**Votre consigne:**
Pourriez-vous prolonger le texte sur les années lausannoises du roi Bhumibol, en reprenant juste après sa dernière phrase ?

**Texte présenté:**

Richard Werly
Eclairage. Décédé le 13 octobre, le monarque thaïlandais Bhumibol Adulyadej a, tout au long de son règne, entretenu le souvenir de son séjour à Lausanne, de 1933 à l’après-guerre.
Les couleurs du deuil royal flottent sur l’ambassade de Suisse. A l’unisson de tous les bâtiments officiels et diplomatiques thaïlandais, mais aussi des grands hôtels, la représentation helvétique à Bangkok est désormais parée de noir et blanc. Idem pour les visiteurs qui, à l’entrée, patientent pour la collecte des visas. La plupart sont en noir. Quelques-uns en blanc. «L’émotion est palpable et elle promet de durer. Le roi Bhumibol incarnait la Thaïlande depuis l’après-guerre. Un règne à tous égards unique», explique un résident européen familier du Palais.
Unique aussi pour la Suisse: roi depuis 1946, Bhumibol Adulyadej – Rama IX pour ses sujets – ne cessa, après son couronnement en 1950, d’entretenir le souvenir de son long séjour à Lausanne, où il fut éduqué et devint adulte, de 1933 à l’après-guerre.
Lysandre Seraïdaris est l’un des rares témoins directs de cette époque, dont il raconte les détails dans son livre vendu à plus de 30 000 exemplaires au pays du sourire et à l’étranger, en version anglaise et thaïe: Le roi Bhumibol et la famille royale de Thaïlande à Lausanne (Ed. Slatkine). «L’histoire de ce monarque hors du commun est indissociable de la Suisse, raconte-t-il à L’Hebdo à Bangkok, de retour d’une cérémonie d’hommage. Tous les Thaïlandais qui ont grandi avec lui ont appris à connaître notre pays à l’école.»
Moments d’histoire. Séquence émotion. Elève de l’Ecole nouvelle de la Suisse romande de Chailly aux côtés de son frère aîné Ananda (proclamé roi en 1935, revenu à Bangkok en 1945 et décédé en 1946 dans de mystérieuses circonstances), le jeune Bhumibol est assisté d’un précepteur, Cléon Seraïdaris, père de l’auteur. Il découvre la vie publique en sa compagnie. Les vallées helvétiques forgent bien plus son caractère d’adolescent que les rizières tropicales du Siam.

**Liste des entrées:**

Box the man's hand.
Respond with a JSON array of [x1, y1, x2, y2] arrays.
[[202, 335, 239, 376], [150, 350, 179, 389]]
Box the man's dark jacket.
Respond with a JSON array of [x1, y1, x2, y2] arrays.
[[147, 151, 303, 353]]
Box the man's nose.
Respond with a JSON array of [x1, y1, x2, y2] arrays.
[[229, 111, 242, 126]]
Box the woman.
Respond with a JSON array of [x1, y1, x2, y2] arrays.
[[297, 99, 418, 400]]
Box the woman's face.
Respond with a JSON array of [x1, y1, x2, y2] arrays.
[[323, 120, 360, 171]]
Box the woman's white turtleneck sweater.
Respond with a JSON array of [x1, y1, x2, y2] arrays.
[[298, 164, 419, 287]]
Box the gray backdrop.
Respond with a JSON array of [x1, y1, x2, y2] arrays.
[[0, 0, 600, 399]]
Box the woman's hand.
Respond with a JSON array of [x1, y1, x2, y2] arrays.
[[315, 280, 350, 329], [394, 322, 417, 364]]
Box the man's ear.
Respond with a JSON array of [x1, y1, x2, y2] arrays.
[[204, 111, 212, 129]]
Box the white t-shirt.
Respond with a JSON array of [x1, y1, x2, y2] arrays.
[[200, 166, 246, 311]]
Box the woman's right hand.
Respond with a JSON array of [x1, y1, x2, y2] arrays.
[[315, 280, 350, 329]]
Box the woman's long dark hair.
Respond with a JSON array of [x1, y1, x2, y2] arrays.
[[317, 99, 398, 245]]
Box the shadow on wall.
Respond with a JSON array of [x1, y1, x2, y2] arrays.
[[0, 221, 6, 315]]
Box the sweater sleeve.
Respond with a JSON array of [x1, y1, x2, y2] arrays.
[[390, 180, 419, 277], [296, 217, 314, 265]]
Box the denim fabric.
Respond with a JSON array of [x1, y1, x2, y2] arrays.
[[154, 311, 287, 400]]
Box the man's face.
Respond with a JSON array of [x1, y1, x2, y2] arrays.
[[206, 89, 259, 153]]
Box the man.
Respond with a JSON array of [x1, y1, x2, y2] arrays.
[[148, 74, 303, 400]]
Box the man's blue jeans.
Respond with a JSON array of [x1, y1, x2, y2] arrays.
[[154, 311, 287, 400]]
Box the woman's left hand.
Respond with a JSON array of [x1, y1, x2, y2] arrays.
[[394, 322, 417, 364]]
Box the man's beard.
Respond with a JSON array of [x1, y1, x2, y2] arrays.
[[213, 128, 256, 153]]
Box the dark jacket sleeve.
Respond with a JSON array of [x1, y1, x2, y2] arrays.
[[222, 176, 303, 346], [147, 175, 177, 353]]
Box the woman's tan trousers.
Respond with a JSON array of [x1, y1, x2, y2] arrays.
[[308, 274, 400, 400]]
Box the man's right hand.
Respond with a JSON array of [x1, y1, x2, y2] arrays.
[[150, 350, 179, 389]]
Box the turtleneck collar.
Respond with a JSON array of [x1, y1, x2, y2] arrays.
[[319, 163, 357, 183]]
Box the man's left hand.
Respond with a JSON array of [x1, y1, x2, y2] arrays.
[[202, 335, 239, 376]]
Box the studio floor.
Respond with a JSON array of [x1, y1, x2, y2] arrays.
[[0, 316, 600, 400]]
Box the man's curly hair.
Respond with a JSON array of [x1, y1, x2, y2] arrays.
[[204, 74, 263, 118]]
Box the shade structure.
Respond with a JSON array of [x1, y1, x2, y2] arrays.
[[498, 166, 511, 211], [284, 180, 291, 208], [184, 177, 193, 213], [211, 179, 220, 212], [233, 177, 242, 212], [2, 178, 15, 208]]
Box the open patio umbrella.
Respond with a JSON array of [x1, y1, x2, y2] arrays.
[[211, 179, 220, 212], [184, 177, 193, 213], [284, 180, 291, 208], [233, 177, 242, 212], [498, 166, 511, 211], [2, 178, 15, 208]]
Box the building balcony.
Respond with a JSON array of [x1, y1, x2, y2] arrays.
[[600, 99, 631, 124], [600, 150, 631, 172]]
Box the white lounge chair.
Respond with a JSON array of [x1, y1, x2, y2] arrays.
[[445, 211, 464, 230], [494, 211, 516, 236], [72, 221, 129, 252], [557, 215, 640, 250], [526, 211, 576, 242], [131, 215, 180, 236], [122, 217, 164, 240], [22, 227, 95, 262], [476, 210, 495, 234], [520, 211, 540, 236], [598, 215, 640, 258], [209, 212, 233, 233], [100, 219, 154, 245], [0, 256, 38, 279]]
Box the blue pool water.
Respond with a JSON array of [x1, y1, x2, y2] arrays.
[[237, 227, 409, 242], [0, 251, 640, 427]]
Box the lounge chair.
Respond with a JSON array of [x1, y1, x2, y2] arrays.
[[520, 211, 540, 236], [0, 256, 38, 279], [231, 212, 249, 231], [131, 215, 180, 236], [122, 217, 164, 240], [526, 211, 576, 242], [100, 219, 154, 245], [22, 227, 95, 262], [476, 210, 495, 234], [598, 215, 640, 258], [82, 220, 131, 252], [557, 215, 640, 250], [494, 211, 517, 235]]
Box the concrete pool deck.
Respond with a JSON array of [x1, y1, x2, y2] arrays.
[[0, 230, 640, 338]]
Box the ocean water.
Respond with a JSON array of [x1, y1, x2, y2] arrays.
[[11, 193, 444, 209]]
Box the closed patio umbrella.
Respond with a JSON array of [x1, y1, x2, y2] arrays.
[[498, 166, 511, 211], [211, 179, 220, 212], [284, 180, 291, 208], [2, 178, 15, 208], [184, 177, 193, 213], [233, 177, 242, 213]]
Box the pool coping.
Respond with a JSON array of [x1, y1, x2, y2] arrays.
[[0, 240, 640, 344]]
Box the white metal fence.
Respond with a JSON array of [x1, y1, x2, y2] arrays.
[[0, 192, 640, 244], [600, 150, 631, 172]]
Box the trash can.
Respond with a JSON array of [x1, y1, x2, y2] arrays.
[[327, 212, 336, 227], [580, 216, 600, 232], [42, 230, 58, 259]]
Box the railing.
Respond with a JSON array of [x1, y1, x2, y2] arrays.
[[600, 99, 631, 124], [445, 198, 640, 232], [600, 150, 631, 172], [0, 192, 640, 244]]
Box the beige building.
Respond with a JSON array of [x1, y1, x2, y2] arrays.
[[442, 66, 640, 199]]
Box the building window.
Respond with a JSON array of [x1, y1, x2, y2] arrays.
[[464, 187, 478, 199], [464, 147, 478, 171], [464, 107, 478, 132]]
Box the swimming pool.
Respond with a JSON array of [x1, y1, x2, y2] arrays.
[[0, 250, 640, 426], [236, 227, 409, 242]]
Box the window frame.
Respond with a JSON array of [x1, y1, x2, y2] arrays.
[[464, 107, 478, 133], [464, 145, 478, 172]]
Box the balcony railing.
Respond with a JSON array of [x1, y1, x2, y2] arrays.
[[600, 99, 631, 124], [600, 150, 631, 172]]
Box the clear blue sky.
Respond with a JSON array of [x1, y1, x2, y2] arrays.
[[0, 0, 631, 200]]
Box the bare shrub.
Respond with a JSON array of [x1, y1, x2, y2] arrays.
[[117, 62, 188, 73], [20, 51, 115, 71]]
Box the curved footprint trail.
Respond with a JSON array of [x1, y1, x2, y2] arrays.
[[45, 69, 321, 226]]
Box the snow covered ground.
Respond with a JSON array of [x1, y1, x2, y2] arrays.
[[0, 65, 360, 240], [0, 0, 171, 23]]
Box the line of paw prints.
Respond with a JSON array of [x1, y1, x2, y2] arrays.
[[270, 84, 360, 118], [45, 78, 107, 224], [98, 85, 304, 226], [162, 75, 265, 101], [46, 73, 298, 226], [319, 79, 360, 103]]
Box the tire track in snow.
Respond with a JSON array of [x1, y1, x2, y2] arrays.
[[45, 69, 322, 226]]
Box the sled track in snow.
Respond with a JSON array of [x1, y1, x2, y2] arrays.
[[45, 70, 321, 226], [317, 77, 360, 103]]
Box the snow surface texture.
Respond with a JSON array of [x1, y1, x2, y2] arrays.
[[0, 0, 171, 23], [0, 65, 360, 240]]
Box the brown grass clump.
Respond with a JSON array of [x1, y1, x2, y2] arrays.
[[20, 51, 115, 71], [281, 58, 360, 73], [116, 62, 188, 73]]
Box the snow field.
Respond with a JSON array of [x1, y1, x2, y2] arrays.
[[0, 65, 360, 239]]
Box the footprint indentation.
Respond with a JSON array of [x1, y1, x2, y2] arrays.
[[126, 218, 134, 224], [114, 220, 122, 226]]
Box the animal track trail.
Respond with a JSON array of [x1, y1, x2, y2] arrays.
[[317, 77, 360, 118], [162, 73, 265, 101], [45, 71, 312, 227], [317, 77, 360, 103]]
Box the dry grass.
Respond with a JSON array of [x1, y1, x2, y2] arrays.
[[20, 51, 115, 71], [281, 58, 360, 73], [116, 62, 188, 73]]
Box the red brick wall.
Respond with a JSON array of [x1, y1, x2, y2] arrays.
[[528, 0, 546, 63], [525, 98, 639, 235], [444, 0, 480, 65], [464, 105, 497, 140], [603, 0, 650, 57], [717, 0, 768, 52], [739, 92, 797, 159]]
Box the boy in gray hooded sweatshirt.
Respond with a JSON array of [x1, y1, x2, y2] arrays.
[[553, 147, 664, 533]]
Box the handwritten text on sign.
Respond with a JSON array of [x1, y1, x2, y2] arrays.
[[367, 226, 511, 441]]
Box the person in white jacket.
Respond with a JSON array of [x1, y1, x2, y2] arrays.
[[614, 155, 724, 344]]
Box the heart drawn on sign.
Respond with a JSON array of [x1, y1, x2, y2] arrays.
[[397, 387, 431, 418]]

**Réponse:**
Sa passion pour l’agriculture vivrière naît dans les alpages: «On ne comprend pas l’obsession du roi pour l’autosuffisance et pour l’économie durable sans avoir ce parcours en tête», poursuit notre interlocuteur.
A Hua Hin, la station balnéaire où le roi Bhumibol passait de longs moments dans l’un de ses palais préférés, des professeurs helvétiques viennent régulièrement enseigner la langue française à leurs collègues thaïlandais, dans le cadre d’un programme de coopération entre l’Ecole nouvelle et la fondation locale pour l’enseignement à distance, mis sur pied par Lysandre Seraïdaris.
Le dernier groupe est arrivé samedi, deux jours après le royal décès. Comme une preuve de plus de liens indissociables tissés depuis les années heureuses de la famille royale à la villa Vadhana, près d’Ouchy (aujourd’hui démolie): «Bhumibol était une boussole, expliquait lundi l’éditorial du Bangkok Post, imprimé – comme tous les journaux – en noir et blanc depuis la disparition du souverain, à 88 ans. Sa figure paternelle restera la marque de son très long règne.»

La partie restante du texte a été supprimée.